_Stated exercise_: Rewrite the records below with "set a dot" replaced by "place a mark" wherever it occurs, keeping everything else unchanged. Leave the pictures out of your version.

Dataset excerpts on pointing at objects:
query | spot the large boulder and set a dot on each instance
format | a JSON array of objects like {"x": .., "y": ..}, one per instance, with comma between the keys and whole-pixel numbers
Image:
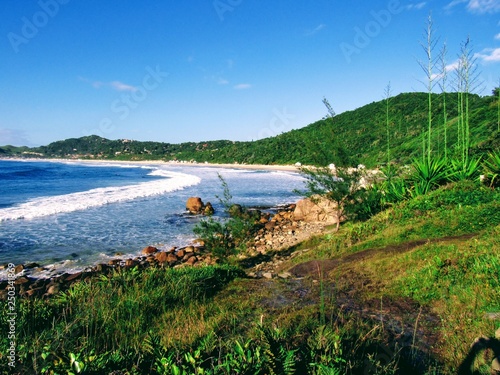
[
  {"x": 195, "y": 205},
  {"x": 316, "y": 209}
]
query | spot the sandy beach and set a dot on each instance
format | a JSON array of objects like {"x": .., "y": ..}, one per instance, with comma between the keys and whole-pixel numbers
[{"x": 285, "y": 168}]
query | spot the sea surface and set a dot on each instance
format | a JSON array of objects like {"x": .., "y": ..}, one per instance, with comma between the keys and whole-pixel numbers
[{"x": 67, "y": 216}]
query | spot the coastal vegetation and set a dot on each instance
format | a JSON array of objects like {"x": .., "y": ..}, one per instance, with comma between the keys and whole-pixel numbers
[
  {"x": 404, "y": 292},
  {"x": 404, "y": 285}
]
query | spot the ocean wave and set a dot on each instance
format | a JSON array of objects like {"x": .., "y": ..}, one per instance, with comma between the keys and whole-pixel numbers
[{"x": 45, "y": 206}]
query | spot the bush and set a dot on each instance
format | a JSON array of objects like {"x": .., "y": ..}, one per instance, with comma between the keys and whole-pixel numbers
[{"x": 226, "y": 236}]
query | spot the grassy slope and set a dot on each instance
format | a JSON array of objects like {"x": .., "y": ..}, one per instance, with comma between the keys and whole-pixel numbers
[{"x": 406, "y": 290}]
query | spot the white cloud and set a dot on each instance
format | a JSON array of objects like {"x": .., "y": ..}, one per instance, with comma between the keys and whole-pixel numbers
[
  {"x": 13, "y": 137},
  {"x": 316, "y": 30},
  {"x": 242, "y": 86},
  {"x": 416, "y": 6},
  {"x": 489, "y": 55},
  {"x": 454, "y": 3},
  {"x": 477, "y": 6},
  {"x": 449, "y": 68},
  {"x": 222, "y": 81},
  {"x": 115, "y": 85},
  {"x": 120, "y": 86},
  {"x": 484, "y": 6}
]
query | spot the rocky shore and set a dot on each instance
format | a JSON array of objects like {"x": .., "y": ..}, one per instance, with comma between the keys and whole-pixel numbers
[{"x": 289, "y": 226}]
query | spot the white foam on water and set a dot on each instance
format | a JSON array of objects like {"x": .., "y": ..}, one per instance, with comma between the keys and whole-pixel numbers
[{"x": 45, "y": 206}]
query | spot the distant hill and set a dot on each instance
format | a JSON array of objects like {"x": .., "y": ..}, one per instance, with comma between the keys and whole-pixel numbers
[{"x": 358, "y": 136}]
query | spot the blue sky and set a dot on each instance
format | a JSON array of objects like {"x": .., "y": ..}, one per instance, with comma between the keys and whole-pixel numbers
[{"x": 217, "y": 69}]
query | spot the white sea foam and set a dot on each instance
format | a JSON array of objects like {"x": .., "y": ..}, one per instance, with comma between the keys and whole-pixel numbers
[{"x": 45, "y": 206}]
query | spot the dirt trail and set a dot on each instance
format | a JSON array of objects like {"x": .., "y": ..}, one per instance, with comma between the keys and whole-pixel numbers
[{"x": 311, "y": 268}]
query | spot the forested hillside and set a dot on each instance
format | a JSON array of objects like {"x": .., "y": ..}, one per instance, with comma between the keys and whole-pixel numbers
[{"x": 358, "y": 136}]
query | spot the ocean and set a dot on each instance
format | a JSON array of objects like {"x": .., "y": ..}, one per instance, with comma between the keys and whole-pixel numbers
[{"x": 66, "y": 216}]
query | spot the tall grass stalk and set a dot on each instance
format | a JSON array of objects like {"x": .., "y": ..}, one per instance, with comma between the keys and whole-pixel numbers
[
  {"x": 428, "y": 45},
  {"x": 443, "y": 86},
  {"x": 388, "y": 95}
]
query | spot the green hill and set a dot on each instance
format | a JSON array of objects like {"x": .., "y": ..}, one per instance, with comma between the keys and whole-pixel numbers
[{"x": 358, "y": 136}]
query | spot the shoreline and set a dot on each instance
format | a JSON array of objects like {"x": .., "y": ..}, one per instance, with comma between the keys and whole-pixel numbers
[
  {"x": 170, "y": 164},
  {"x": 258, "y": 167}
]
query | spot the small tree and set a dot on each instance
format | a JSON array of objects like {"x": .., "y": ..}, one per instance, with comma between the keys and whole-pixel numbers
[
  {"x": 387, "y": 95},
  {"x": 344, "y": 187},
  {"x": 428, "y": 66},
  {"x": 224, "y": 237}
]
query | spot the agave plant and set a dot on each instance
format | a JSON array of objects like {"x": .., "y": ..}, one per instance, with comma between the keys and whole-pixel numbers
[
  {"x": 492, "y": 167},
  {"x": 428, "y": 174},
  {"x": 468, "y": 169}
]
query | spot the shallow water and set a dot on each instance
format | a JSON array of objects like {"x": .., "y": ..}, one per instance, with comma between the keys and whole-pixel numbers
[{"x": 71, "y": 215}]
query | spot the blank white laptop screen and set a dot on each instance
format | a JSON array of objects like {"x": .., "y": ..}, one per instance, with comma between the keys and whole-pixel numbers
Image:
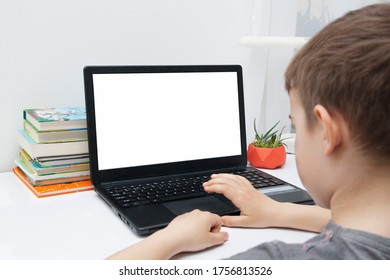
[{"x": 154, "y": 118}]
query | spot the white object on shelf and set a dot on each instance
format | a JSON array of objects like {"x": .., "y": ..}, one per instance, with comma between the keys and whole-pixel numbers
[{"x": 273, "y": 41}]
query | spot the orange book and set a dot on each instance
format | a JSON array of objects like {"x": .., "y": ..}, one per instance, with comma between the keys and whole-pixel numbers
[{"x": 56, "y": 189}]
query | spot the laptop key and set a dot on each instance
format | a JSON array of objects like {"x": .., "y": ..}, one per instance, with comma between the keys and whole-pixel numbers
[{"x": 182, "y": 196}]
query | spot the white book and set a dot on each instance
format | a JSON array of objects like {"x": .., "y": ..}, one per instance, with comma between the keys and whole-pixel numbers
[{"x": 36, "y": 150}]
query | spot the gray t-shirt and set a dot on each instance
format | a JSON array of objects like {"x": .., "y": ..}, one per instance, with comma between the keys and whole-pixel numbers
[{"x": 333, "y": 243}]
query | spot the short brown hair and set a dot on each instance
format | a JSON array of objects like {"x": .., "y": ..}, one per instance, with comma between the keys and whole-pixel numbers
[{"x": 346, "y": 68}]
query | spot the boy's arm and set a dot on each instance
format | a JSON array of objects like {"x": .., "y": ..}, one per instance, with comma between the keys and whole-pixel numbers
[
  {"x": 258, "y": 210},
  {"x": 193, "y": 231}
]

_Final result_:
query | spot the large boulder and place a mark on each instance
format | a JSON array of objects like {"x": .., "y": ..}, one per instance, with comma between the keys and whole-pixel numbers
Image:
[
  {"x": 195, "y": 205},
  {"x": 316, "y": 209}
]
query | spot the sandy beach and place a mark on each instance
format | a JSON array of objects like {"x": .., "y": ..}, one per instance, with comma between the keys and whole-pixel numbers
[{"x": 285, "y": 168}]
query | spot the sea surface and place a mark on each instance
format | a JSON array of objects like {"x": .., "y": ..}, one per instance, with comma between the keys and whole-pixel numbers
[{"x": 67, "y": 216}]
query | spot the coastal vegetation and place a mark on each instance
format | a JSON array of objects like {"x": .., "y": ..}, one per instance, with comma between the keys and whole-pixel numbers
[
  {"x": 404, "y": 292},
  {"x": 404, "y": 285}
]
query | spot the ocean wave and place a mark on each instance
format | a JSON array of objects like {"x": .., "y": ..}, one per instance, with comma between the keys and whole-pixel numbers
[{"x": 45, "y": 206}]
query | spot the bush and place a mark on each instance
format | a JSON array of objects like {"x": .., "y": ..}, one per instance, with comma between the keys and whole-pixel numbers
[{"x": 226, "y": 236}]
query | spot the grassy slope and place a mark on each instance
format | a JSON array of objects like {"x": .., "y": ..}, one per instance, with comma between the keys and whole-pixel numbers
[{"x": 406, "y": 290}]
query | spot the white cloud and place a mark on each instance
format | a JSON array of objects like {"x": .., "y": ..}, one per instance, with comma between the keys and whole-pixel numbers
[
  {"x": 13, "y": 137},
  {"x": 316, "y": 30},
  {"x": 242, "y": 86},
  {"x": 416, "y": 6},
  {"x": 489, "y": 55},
  {"x": 454, "y": 3},
  {"x": 477, "y": 6},
  {"x": 449, "y": 68},
  {"x": 222, "y": 81},
  {"x": 115, "y": 85},
  {"x": 120, "y": 86},
  {"x": 484, "y": 6}
]
query | spot the rocky shore and place a mark on each instance
format | a JSON array of objects like {"x": .., "y": ..}, one per instance, with comma between the keys and whole-pixel numbers
[{"x": 289, "y": 226}]
query | spot the white foam on water and place a mark on each instance
format | a JSON array of objects like {"x": .., "y": ..}, one per instance, with comma between the keys and whole-pixel numbers
[{"x": 45, "y": 206}]
query | spot the distant hill and place a mark on each instance
format | a JSON array of objects like {"x": .., "y": ..}, one per instance, with comma between the keys and whole-pixel numbers
[{"x": 358, "y": 136}]
query | spot the blue sky and place a mark on each instance
format | a JSON array of objects like {"x": .., "y": ..}, one per instance, with comma between the keys and whole-pixel numbers
[{"x": 217, "y": 69}]
query | spot the white sea foam and place a mark on each instance
format | a JSON array of objects like {"x": .., "y": ..}, one per instance, with comma between the keys and whole-pixel numbers
[{"x": 45, "y": 206}]
query | spot the dirt trail and place a mark on each instance
format | a JSON array of objects like {"x": .., "y": ..}, one per instance, with comma between the keys and whole-pixel numbers
[{"x": 311, "y": 268}]
query | spot the forested hillside and place a mark on each instance
format | a JSON array of objects like {"x": .., "y": ..}, one per instance, with comma between the keys and whole-pixel numbers
[{"x": 358, "y": 136}]
query | spot the ocean and place a mark on each instance
format | a JSON array of objects like {"x": .., "y": ..}, one per instance, with comma between the keys and whole-pixel numbers
[{"x": 66, "y": 216}]
query | spot the tall grass stalk and place a mark on each instance
format | a JSON array of objects like {"x": .., "y": ..}, one per instance, with comma between the keys and whole-pixel numbers
[
  {"x": 428, "y": 45},
  {"x": 443, "y": 86},
  {"x": 388, "y": 95}
]
query | spot the green hill and place a mark on each instance
format | a JSON array of objects like {"x": .., "y": ..}, one per instance, with comma between the keys and whole-pixel numbers
[{"x": 358, "y": 136}]
query | spot the shoreline and place a mark on each instance
format | a JSON array of objects like {"x": .., "y": ..}, one per instance, with comma between the keys and whole-pixel numbers
[
  {"x": 170, "y": 164},
  {"x": 258, "y": 167}
]
query | spot the small tree and place a mark on each instance
format | a JSON array of objects like {"x": .., "y": ..}, one per instance, with comma between the keys and whole-pixel numbers
[
  {"x": 387, "y": 95},
  {"x": 344, "y": 187},
  {"x": 428, "y": 66},
  {"x": 224, "y": 237}
]
query | spot the agave plant and place a mark on each instance
format | a JSON array of objects like {"x": .., "y": ..}, one per instance, with comma between the keys and whole-pixel numbers
[
  {"x": 492, "y": 167},
  {"x": 428, "y": 174},
  {"x": 468, "y": 169}
]
query | spot the shallow water and place a mark on each instance
format | a JSON array of objects like {"x": .., "y": ..}, one per instance, with comma between the keys and whole-pixel numbers
[{"x": 71, "y": 215}]
query | spot the blank white laptop screen and place a mark on each instance
format | a JSON array of objects like {"x": .., "y": ..}, one per instance, with comma between the keys and whole-pixel numbers
Image:
[{"x": 154, "y": 118}]
query | spot the white object on shelf and place a mark on each instance
format | a JSON array of objects like {"x": .., "y": ..}, one per instance, with comma between the keys and whole-pixel numbers
[{"x": 273, "y": 41}]
query | spot the orange book and place a mark on each instance
format | a JSON array of objects like {"x": .., "y": ..}, one per instance, with comma between the keys and whole-pixel numbers
[{"x": 56, "y": 189}]
query | spot the laptop key and place a mark on each instance
format | a JSON array of objects like {"x": .., "y": ..}, one per instance, with comma between the keys and whole-pixel numbers
[{"x": 182, "y": 196}]
query | spot the white book and place a mark on each instance
format | a JSON array of objects like {"x": .., "y": ..}, one per instance, with comma between the keys and whole-pixel numbers
[{"x": 36, "y": 150}]
query | spot the gray t-shirt and place a mark on each instance
format | a JSON array of objects like {"x": .., "y": ..}, one per instance, with comma between the keys and whole-pixel numbers
[{"x": 333, "y": 243}]
query | spot the short brown hair and place a mark on each instance
format | a JSON array of objects like {"x": .., "y": ..}, one per instance, with comma between the keys and whole-pixel numbers
[{"x": 346, "y": 68}]
query | spot the boy's arm and place a mark on each instance
format | a JSON array of objects like {"x": .., "y": ..}, one per instance, with comma between the keys and whole-pixel numbers
[
  {"x": 258, "y": 210},
  {"x": 193, "y": 231}
]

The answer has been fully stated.